GOAL =
Write out exactly the lines from the one containing "target: frog's eye" through the last line of the records below, both included, and leave out any pictures.

SUPPLIED MATERIAL =
--- Start ---

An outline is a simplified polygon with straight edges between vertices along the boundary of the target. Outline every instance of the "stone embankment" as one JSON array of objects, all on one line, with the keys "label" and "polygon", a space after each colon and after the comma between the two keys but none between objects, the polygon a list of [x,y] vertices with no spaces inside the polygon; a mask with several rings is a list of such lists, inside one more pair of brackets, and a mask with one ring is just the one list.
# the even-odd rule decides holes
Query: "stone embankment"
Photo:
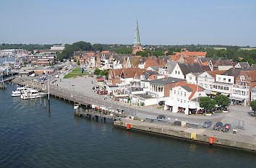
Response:
[{"label": "stone embankment", "polygon": [[245,137],[231,133],[223,133],[208,129],[197,129],[183,126],[174,126],[153,123],[130,119],[122,119],[114,122],[115,126],[150,133],[156,133],[196,142],[231,147],[246,151],[256,151],[256,137]]}]

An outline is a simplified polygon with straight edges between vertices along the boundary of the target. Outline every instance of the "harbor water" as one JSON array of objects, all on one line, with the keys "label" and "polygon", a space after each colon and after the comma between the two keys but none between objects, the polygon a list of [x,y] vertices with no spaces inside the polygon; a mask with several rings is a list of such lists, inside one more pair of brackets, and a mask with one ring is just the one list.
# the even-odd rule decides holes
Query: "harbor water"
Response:
[{"label": "harbor water", "polygon": [[255,153],[115,128],[0,90],[0,167],[255,167]]},{"label": "harbor water", "polygon": [[15,61],[15,58],[14,57],[2,57],[0,58],[0,63],[3,63],[5,61],[7,62],[12,62],[12,61]]}]

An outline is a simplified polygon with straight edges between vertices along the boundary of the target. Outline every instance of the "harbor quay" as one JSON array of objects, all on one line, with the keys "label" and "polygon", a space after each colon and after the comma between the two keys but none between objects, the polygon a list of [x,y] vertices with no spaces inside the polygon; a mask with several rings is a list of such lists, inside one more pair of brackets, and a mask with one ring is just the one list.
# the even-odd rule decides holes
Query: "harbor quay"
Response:
[{"label": "harbor quay", "polygon": [[[37,84],[33,81],[25,80],[22,78],[16,78],[13,81],[20,85],[28,85],[47,92],[47,89],[46,89],[46,84]],[[92,87],[95,86],[96,82],[95,78],[88,76],[74,79],[63,79],[61,75],[60,78],[53,76],[49,82],[50,94],[64,100],[90,107],[90,108],[93,105],[97,107],[111,107],[114,111],[117,109],[123,109],[125,116],[121,116],[121,121],[116,118],[117,115],[115,118],[111,118],[111,114],[106,112],[95,113],[92,110],[83,111],[82,110],[79,110],[74,112],[78,116],[90,115],[97,117],[105,116],[114,119],[115,126],[252,151],[256,149],[256,136],[255,136],[256,133],[254,133],[255,131],[254,129],[255,118],[245,115],[246,112],[249,110],[248,107],[230,107],[230,112],[216,114],[212,116],[167,113],[167,112],[156,109],[154,107],[137,107],[114,101],[109,97],[105,97],[105,95],[98,95],[92,89]],[[165,115],[170,119],[170,122],[168,124],[163,124],[145,121],[146,118],[155,118],[159,115]],[[128,119],[131,116],[136,120]],[[211,120],[213,123],[218,121],[230,122],[236,118],[246,120],[245,129],[239,130],[236,133],[213,131],[213,128],[208,129],[193,128],[186,125],[175,126],[173,125],[174,122],[176,120],[202,125],[205,120]]]},{"label": "harbor quay", "polygon": [[256,138],[239,134],[227,134],[213,130],[196,129],[181,126],[167,125],[129,119],[114,122],[115,126],[158,135],[168,136],[196,142],[231,147],[255,152]]}]

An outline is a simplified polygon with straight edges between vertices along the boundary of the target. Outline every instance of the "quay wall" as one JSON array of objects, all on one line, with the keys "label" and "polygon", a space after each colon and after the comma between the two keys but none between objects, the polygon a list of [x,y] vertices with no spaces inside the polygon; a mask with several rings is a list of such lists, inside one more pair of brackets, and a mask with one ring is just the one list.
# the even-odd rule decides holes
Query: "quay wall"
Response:
[{"label": "quay wall", "polygon": [[[127,128],[127,124],[129,124],[130,128]],[[256,152],[256,144],[248,141],[238,141],[236,138],[228,138],[218,135],[214,136],[206,133],[200,133],[198,131],[200,129],[192,129],[191,128],[186,128],[184,127],[165,125],[163,124],[150,123],[148,122],[135,121],[130,120],[122,120],[121,121],[115,121],[114,126],[125,128],[127,129],[143,131],[149,133],[159,134],[182,138],[188,141],[194,141],[195,142],[210,144],[210,137],[215,138],[214,143],[211,145],[221,146],[230,147],[237,149],[242,149]],[[197,133],[195,138],[192,136],[192,133]]]}]

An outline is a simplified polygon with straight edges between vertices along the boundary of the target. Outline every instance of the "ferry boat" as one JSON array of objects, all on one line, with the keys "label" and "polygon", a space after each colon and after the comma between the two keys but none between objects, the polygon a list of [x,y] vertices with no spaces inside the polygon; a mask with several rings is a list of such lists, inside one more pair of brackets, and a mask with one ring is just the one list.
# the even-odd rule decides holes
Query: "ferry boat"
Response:
[{"label": "ferry boat", "polygon": [[35,89],[30,89],[25,91],[23,94],[21,94],[20,98],[22,100],[35,99],[43,97],[47,95],[47,93],[39,92],[38,90]]},{"label": "ferry boat", "polygon": [[79,108],[79,104],[74,104],[74,110],[76,110]]},{"label": "ferry boat", "polygon": [[12,97],[19,97],[20,96],[25,90],[27,90],[27,87],[17,87],[15,91],[12,92]]}]

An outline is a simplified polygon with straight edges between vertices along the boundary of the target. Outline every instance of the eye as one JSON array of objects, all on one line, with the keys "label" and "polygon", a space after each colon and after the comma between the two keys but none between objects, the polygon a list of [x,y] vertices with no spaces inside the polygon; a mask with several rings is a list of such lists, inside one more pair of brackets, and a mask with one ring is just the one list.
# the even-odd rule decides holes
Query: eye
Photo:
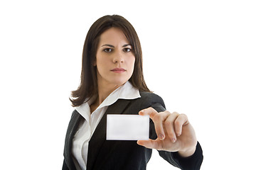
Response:
[{"label": "eye", "polygon": [[113,49],[112,48],[105,48],[103,50],[104,52],[112,52],[113,51]]},{"label": "eye", "polygon": [[124,49],[123,49],[123,51],[124,51],[124,52],[131,52],[131,51],[132,51],[132,49],[130,49],[130,48],[124,48]]}]

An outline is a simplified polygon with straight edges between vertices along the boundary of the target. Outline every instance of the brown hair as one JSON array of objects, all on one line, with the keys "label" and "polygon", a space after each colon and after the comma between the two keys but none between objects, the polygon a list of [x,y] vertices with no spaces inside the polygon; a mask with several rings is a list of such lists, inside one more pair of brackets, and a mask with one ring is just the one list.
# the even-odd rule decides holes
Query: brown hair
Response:
[{"label": "brown hair", "polygon": [[73,106],[79,106],[86,98],[97,94],[96,52],[100,35],[106,30],[115,27],[121,29],[130,42],[135,56],[133,74],[129,79],[132,86],[142,91],[150,91],[143,76],[142,52],[139,37],[132,24],[124,17],[105,16],[97,20],[90,27],[83,46],[80,84],[71,92]]}]

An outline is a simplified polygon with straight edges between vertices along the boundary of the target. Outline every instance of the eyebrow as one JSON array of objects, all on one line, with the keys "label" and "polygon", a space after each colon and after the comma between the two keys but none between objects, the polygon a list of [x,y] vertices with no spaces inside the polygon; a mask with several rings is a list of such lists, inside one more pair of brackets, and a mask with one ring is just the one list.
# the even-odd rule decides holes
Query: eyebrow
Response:
[{"label": "eyebrow", "polygon": [[[132,46],[132,45],[130,45],[130,44],[125,44],[125,45],[124,45],[122,46],[122,47],[127,47],[127,46],[129,46],[129,45],[131,45],[131,46]],[[114,47],[114,45],[109,45],[109,44],[105,44],[105,45],[102,45],[102,47],[104,47],[104,46],[108,46],[108,47]]]}]

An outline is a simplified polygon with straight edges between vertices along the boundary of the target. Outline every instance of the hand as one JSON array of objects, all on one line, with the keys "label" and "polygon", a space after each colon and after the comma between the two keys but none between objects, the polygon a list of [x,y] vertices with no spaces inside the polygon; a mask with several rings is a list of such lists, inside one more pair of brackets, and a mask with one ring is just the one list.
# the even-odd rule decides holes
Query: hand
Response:
[{"label": "hand", "polygon": [[183,157],[195,152],[196,133],[185,114],[169,111],[158,113],[153,108],[144,109],[139,114],[149,115],[158,137],[155,140],[138,140],[138,144],[158,150],[178,152]]}]

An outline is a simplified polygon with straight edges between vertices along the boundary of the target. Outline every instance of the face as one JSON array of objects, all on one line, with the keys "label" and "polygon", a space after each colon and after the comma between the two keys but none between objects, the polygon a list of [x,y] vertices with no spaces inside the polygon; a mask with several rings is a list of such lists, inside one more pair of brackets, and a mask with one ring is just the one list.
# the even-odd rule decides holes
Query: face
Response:
[{"label": "face", "polygon": [[111,28],[100,35],[95,63],[99,85],[124,84],[132,76],[134,62],[132,46],[120,29]]}]

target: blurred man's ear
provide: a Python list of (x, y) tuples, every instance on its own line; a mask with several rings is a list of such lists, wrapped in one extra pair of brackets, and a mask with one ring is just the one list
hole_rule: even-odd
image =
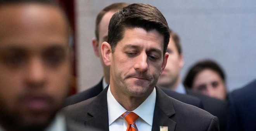
[(94, 54), (98, 57), (99, 57), (101, 54), (100, 54), (100, 50), (99, 50), (100, 49), (99, 48), (99, 41), (96, 39), (93, 38), (92, 40), (92, 47), (93, 48)]
[(104, 63), (106, 66), (110, 66), (111, 64), (111, 47), (108, 43), (106, 42), (102, 43), (101, 44), (101, 52)]
[(184, 57), (183, 57), (183, 54), (181, 54), (180, 55), (179, 55), (179, 66), (180, 66), (180, 68), (181, 69), (183, 67), (183, 66), (184, 66)]

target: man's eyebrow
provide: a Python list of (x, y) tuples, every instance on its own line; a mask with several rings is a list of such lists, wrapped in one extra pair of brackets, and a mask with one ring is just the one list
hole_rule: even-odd
[(150, 49), (149, 50), (149, 52), (156, 52), (157, 54), (162, 54), (162, 52), (161, 50), (159, 49), (157, 49), (157, 48), (152, 48), (152, 49)]
[(132, 44), (128, 44), (125, 45), (124, 47), (124, 49), (126, 48), (133, 48), (133, 49), (139, 49), (139, 47), (138, 45), (134, 45)]

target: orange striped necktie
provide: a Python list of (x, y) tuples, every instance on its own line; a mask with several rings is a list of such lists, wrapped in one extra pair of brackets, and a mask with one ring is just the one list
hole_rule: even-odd
[(126, 111), (124, 113), (122, 116), (125, 118), (126, 121), (128, 123), (128, 127), (126, 131), (138, 131), (135, 122), (139, 116), (135, 113), (131, 111)]

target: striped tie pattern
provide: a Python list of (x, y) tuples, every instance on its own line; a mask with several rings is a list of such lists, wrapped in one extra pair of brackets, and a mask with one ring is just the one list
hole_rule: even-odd
[(122, 116), (125, 118), (128, 123), (128, 127), (126, 131), (138, 131), (135, 122), (138, 118), (138, 116), (133, 112), (126, 111), (124, 113)]

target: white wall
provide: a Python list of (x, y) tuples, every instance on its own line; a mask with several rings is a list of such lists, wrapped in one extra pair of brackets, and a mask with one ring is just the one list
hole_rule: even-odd
[(196, 61), (211, 58), (225, 71), (229, 91), (256, 79), (256, 1), (76, 0), (80, 91), (97, 84), (103, 74), (92, 45), (96, 17), (105, 7), (124, 2), (149, 3), (162, 12), (182, 40), (182, 77)]

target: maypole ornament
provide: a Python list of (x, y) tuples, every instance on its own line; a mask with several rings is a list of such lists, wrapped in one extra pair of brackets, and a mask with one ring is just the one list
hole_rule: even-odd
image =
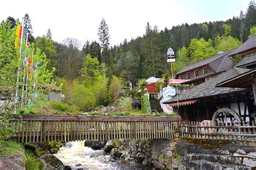
[(167, 62), (168, 63), (175, 62), (174, 52), (171, 47), (167, 50)]

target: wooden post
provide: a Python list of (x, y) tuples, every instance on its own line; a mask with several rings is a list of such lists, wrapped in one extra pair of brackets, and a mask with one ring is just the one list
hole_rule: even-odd
[(253, 77), (253, 81), (252, 83), (253, 97), (254, 98), (254, 106), (256, 105), (256, 77)]

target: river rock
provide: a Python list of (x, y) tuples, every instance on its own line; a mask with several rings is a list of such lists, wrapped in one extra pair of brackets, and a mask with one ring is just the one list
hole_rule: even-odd
[(227, 149), (216, 148), (212, 150), (212, 153), (216, 155), (228, 155), (230, 151)]
[(75, 166), (77, 167), (78, 167), (78, 166), (82, 166), (82, 164), (77, 164), (75, 165)]
[(45, 169), (65, 169), (65, 166), (62, 161), (50, 153), (43, 155), (41, 159), (44, 163)]
[(65, 170), (72, 170), (72, 168), (69, 166), (65, 166)]
[(158, 157), (158, 161), (160, 164), (164, 164), (165, 162), (168, 160), (168, 157), (163, 153), (161, 153)]
[(164, 169), (165, 168), (165, 166), (164, 165), (160, 164), (159, 162), (157, 161), (154, 162), (154, 165), (157, 168), (160, 169)]
[(114, 106), (107, 106), (103, 107), (103, 108), (99, 110), (99, 112), (102, 113), (113, 113), (117, 112), (118, 111), (118, 108)]
[(245, 151), (241, 149), (238, 149), (237, 150), (237, 152), (235, 152), (235, 153), (234, 154), (234, 156), (246, 154), (246, 152), (245, 152)]
[(13, 155), (9, 156), (8, 157), (22, 167), (25, 167), (28, 163), (26, 162), (26, 159), (24, 158), (24, 155), (22, 154), (15, 154)]
[(0, 157), (0, 169), (2, 170), (26, 169), (24, 167), (21, 166), (14, 159), (5, 157)]
[(119, 149), (117, 148), (113, 148), (110, 152), (110, 155), (113, 157), (120, 158), (122, 154), (124, 153), (124, 151)]
[(256, 167), (256, 160), (245, 158), (244, 158), (242, 164), (249, 167)]
[(84, 146), (91, 147), (93, 150), (100, 149), (102, 148), (102, 144), (100, 141), (84, 141)]
[(112, 140), (108, 140), (104, 146), (104, 151), (106, 153), (110, 153), (111, 149), (115, 147), (114, 144)]

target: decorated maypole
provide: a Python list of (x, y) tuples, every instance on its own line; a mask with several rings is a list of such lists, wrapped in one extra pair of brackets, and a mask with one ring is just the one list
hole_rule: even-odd
[(167, 62), (171, 63), (171, 72), (172, 75), (172, 82), (173, 83), (173, 73), (172, 71), (172, 62), (175, 62), (174, 52), (171, 47), (167, 50)]

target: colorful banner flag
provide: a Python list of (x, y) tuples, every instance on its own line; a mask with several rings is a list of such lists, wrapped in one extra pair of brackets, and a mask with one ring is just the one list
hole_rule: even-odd
[(26, 35), (26, 29), (23, 28), (23, 26), (19, 24), (18, 24), (17, 26), (17, 31), (16, 31), (16, 38), (15, 39), (15, 46), (20, 47), (21, 46), (21, 42), (23, 39), (24, 37)]
[[(33, 67), (32, 67), (32, 62), (33, 62), (33, 56), (29, 57), (29, 62), (28, 62), (28, 78), (29, 78), (29, 75), (31, 73), (31, 71), (33, 69)], [(31, 69), (30, 69), (30, 67), (31, 67)]]

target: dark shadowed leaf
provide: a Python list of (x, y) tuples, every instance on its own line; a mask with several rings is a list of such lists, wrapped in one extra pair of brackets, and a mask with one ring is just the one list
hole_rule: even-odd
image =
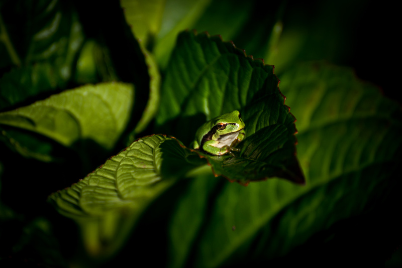
[(65, 88), (84, 39), (73, 5), (5, 1), (0, 9), (0, 55), (9, 59), (0, 68), (13, 67), (0, 73), (0, 109)]

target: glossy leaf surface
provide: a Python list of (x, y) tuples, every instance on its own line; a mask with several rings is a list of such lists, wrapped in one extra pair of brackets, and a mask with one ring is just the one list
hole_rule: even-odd
[(240, 110), (246, 135), (239, 157), (204, 155), (216, 174), (243, 184), (273, 177), (303, 183), (294, 155), (295, 119), (283, 104), (273, 66), (219, 37), (186, 32), (167, 70), (156, 119), (161, 131), (188, 144), (205, 121)]
[[(175, 266), (270, 263), (323, 232), (315, 243), (325, 244), (336, 235), (335, 224), (381, 207), (397, 183), (402, 114), (397, 103), (349, 69), (307, 64), (281, 78), (281, 89), (301, 121), (297, 154), (306, 186), (280, 180), (247, 187), (226, 182), (211, 191), (194, 181), (189, 189), (199, 191), (186, 195), (171, 226)], [(190, 208), (206, 198), (210, 210)], [(200, 216), (181, 217), (186, 213)]]
[(133, 95), (127, 84), (83, 86), (1, 113), (0, 124), (44, 135), (64, 146), (90, 139), (110, 149), (126, 126)]

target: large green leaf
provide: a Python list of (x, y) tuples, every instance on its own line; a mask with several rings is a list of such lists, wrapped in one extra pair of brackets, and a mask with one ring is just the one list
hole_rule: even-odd
[(144, 47), (152, 42), (158, 34), (165, 6), (165, 0), (123, 0), (124, 16), (136, 38)]
[(177, 34), (192, 27), (202, 16), (211, 0), (171, 0), (167, 1), (163, 11), (160, 31), (152, 52), (161, 69), (166, 68)]
[(187, 171), (202, 164), (174, 138), (140, 139), (50, 201), (83, 231), (87, 253), (107, 257), (128, 238), (151, 202)]
[(0, 125), (41, 134), (66, 147), (91, 140), (110, 149), (126, 127), (133, 95), (127, 84), (84, 86), (0, 113)]
[(204, 156), (216, 175), (247, 184), (273, 177), (303, 183), (294, 118), (283, 104), (273, 66), (205, 34), (179, 36), (167, 69), (157, 124), (185, 144), (206, 120), (241, 110), (246, 140), (238, 158)]
[[(269, 263), (325, 231), (322, 240), (316, 240), (324, 244), (335, 235), (334, 224), (381, 207), (396, 185), (402, 160), (397, 103), (349, 69), (307, 64), (281, 78), (288, 103), (300, 118), (297, 151), (306, 185), (280, 180), (247, 187), (226, 182), (211, 196), (205, 186), (196, 186), (206, 182), (194, 181), (189, 189), (199, 191), (186, 196), (172, 219), (173, 266)], [(210, 210), (190, 205), (207, 198)], [(183, 218), (187, 213), (199, 216)], [(316, 257), (306, 254), (312, 254), (309, 263)]]
[(6, 1), (0, 26), (0, 55), (10, 59), (0, 67), (15, 67), (0, 79), (0, 109), (71, 81), (84, 37), (70, 2)]
[(30, 97), (46, 93), (65, 86), (64, 81), (55, 75), (51, 64), (38, 63), (6, 73), (0, 79), (0, 109), (10, 108)]

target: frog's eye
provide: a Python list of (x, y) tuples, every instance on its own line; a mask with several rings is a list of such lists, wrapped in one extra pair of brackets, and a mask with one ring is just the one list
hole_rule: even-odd
[(217, 127), (218, 127), (218, 129), (220, 130), (223, 130), (226, 128), (226, 125), (227, 124), (224, 123), (218, 123), (217, 125)]

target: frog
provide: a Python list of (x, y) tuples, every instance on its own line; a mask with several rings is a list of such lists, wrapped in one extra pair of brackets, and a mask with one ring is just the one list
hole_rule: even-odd
[(219, 115), (206, 122), (197, 130), (193, 148), (214, 156), (229, 153), (235, 156), (232, 151), (240, 151), (234, 147), (244, 140), (245, 126), (240, 112), (238, 110)]

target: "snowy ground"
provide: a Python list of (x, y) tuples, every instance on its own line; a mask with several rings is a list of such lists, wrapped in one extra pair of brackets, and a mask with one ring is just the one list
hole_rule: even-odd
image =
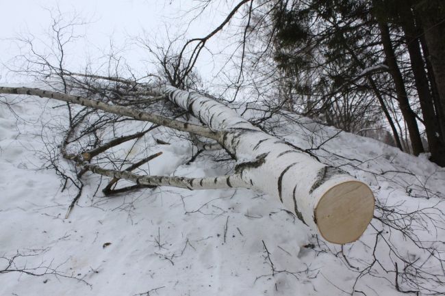
[[(267, 122), (370, 185), (379, 219), (343, 247), (315, 236), (279, 200), (247, 189), (160, 187), (109, 198), (98, 190), (101, 179), (86, 175), (83, 194), (64, 219), (76, 189), (68, 184), (62, 191), (55, 172), (44, 169), (45, 143), (60, 142), (64, 108), (35, 97), (0, 99), (12, 108), (0, 103), (1, 295), (405, 295), (396, 291), (396, 263), (398, 272), (426, 278), (415, 279), (416, 287), (397, 275), (399, 290), (444, 292), (433, 280), (444, 280), (445, 170), (425, 157), (291, 115)], [(212, 176), (232, 168), (210, 152), (186, 165), (190, 142), (157, 144), (155, 138), (168, 139), (165, 133), (122, 149), (163, 152), (146, 167), (151, 174)], [(413, 235), (382, 226), (392, 221)]]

--- End ---

IN RESPONSE =
target: frog's eye
provide: a Python list of (x, y) tuples, every instance on its own line; a mask with several rings is a list of such lists, wrapped in one extra pair of brackets, and a mask with one ring is just the one list
hole_rule: even-odd
[(217, 127), (218, 127), (218, 129), (220, 130), (223, 130), (226, 128), (226, 125), (227, 124), (224, 123), (218, 123), (217, 125)]

target: frog
provide: a Python list of (x, y) tuples, every instance on its own line; a mask with several rings is a list of such lists, wrapped in one extra pair of brackets, and a mask with one ring is just the one list
hole_rule: even-odd
[(219, 115), (206, 122), (197, 130), (193, 148), (214, 156), (229, 153), (235, 156), (232, 151), (240, 151), (234, 147), (244, 140), (245, 126), (240, 112), (238, 110)]

target: "snowy ground"
provide: a Python list of (x, y) tuples, every instance on its own line; a mask with several rings is a list of such lists, wrapped in one extra pair of brackets, and a mask with one ring is just the one list
hole_rule: even-odd
image =
[[(267, 122), (370, 185), (379, 219), (343, 247), (315, 236), (279, 200), (247, 189), (160, 187), (109, 198), (98, 190), (101, 179), (86, 175), (83, 194), (64, 219), (76, 189), (68, 184), (62, 191), (55, 172), (44, 169), (45, 143), (60, 142), (64, 108), (35, 97), (0, 99), (12, 108), (0, 103), (1, 295), (405, 295), (396, 291), (396, 263), (398, 272), (426, 278), (415, 279), (416, 287), (397, 275), (399, 290), (444, 292), (433, 280), (444, 280), (445, 170), (425, 157), (291, 115)], [(212, 176), (232, 168), (210, 152), (186, 165), (190, 142), (157, 144), (155, 138), (168, 139), (165, 133), (122, 149), (163, 152), (146, 167), (151, 174)], [(413, 235), (382, 226), (392, 221)]]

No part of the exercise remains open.